═════ PASSAGE SHOWN ═════

[Study of properties of three-dimensional matrices manufactured by antisolvent 3D printing for reconstruction of extensive bone defects in dentistry and maxillofacial surgery]. / Issledovanie svoistv trekhmernykh matrits, izgotovlennykh metodom antisol'ventnoi 3D-pechati, dlya vosstanovleniya obshirnykh kostnykh defektov v stomatologii i chelyustno-litsevoi khirurgii.

OBJECTIVE: The aim of the study to study of physical, mechanical and biocompatible properties of the matrices manufactured by antisolvent 3D printing from the solutions of polylactide-co-glycolide in tetraglycol. MATERIAL AND METHODS: Three-dimensional scaffolds were made from a solution of polylactide-co-glycolide mixed with tetraglycol using antisolvent 3D printing. The elastic properties and the structure of the obtained matrices were studied. MTT-test and staining with PKH-26, Calcein-AM, DAPI with subsequent fluorescence microscopy were used to study biological properties. RESULTS: The three-dimensional scaffolds had good mechanical properties. Young's modulus value was 18±2 MPa, tensile strength was 0.43±0.05 MPa. The relative survival rate of cells after the first day was 99.58±2.28%, on the 14th day - 98.14±2.22%. The structure of the scaffold promoted cell adhesion and spreading on its surface. CONCLUSION: The polylactide-co-glycolide matrices produced by antisolvent printing have high porosity, biocompatibility and good mechanical properties. It is allowed to use them in the future as a basis for personalized constructions for the replacement of extensive bone defects of the maxillofacial region.

═════

#### [EXPLORE THE MATERIAL]
**A.** Answer these questions about the abstract:
(i) In what substance was the polylactide-co-glycolide dissolved?
(ii) What value is given for Young's modulus?
(iii) Extensive bone defects of which region are the matrices proposed to replace?
**B.** Print the portion of the abstract between "[Study of properties" and "i chelyustno-litsevoi khirurgii.", inclusive.

═════ DATA SUPPLIED ═════

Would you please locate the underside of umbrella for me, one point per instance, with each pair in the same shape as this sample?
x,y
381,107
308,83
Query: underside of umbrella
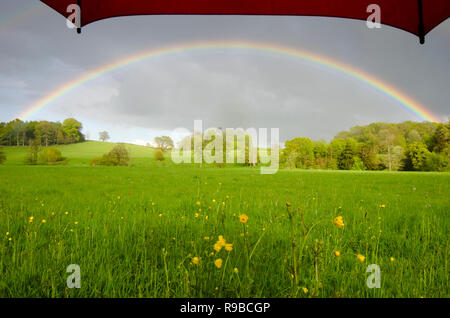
x,y
415,16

═════

#### [RESULTS OF THE TASKS]
**A.**
(i) Tetraglycol
(ii) 18±2 MPa
(iii) The maxillofacial region

**B.**
[Study of properties of three-dimensional matrices manufactured by antisolvent 3D printing for reconstruction of extensive bone defects in dentistry and maxillofacial surgery]. / Issledovanie svoistv trekhmernykh matrits, izgotovlennykh metodom antisol'ventnoi 3D-pechati, dlya vosstanovleniya obshirnykh kostnykh defektov v stomatologii i chelyustno-litsevoi khirurgii.